Begin PROVIDED DATA

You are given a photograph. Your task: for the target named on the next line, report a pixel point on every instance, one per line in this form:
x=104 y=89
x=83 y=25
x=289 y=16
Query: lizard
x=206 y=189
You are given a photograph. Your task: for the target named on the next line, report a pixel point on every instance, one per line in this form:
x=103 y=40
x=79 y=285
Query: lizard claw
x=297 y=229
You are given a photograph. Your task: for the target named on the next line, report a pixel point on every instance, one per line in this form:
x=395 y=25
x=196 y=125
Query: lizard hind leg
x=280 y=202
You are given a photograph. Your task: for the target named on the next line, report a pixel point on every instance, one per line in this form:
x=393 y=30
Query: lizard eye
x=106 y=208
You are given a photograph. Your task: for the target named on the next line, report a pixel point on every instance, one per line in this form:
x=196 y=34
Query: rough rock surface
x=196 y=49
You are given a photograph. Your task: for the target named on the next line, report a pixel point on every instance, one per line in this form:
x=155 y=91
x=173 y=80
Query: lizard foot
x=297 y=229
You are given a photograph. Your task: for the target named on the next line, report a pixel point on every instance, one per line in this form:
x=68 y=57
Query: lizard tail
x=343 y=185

End PROVIDED DATA
Begin PROVIDED DATA

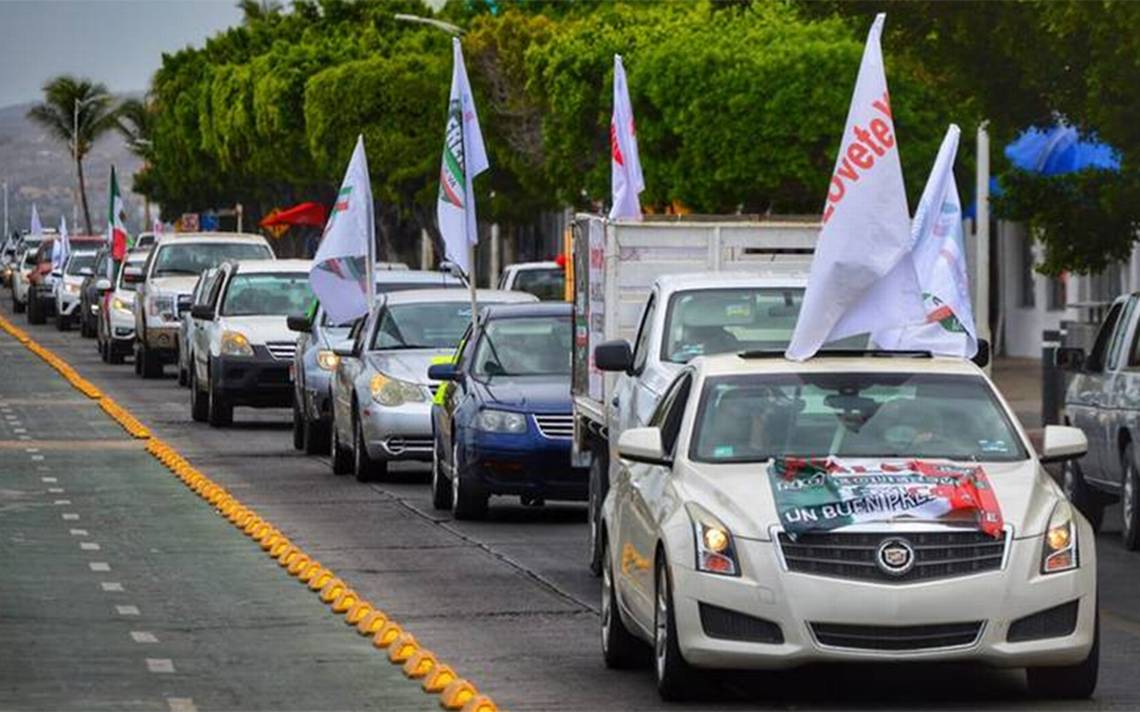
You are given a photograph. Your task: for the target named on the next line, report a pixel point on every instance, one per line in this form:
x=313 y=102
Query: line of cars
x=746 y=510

End PROVIDED DATA

## TASK TO CARRY OUT
Show each line of the records above that contains the word "lizard". Case counts.

## OUTPUT FOR THIS EXERCISE
Query: lizard
Query: lizard claw
Query: lizard hind leg
Query: lizard eye
Query: lizard foot
Query: lizard tail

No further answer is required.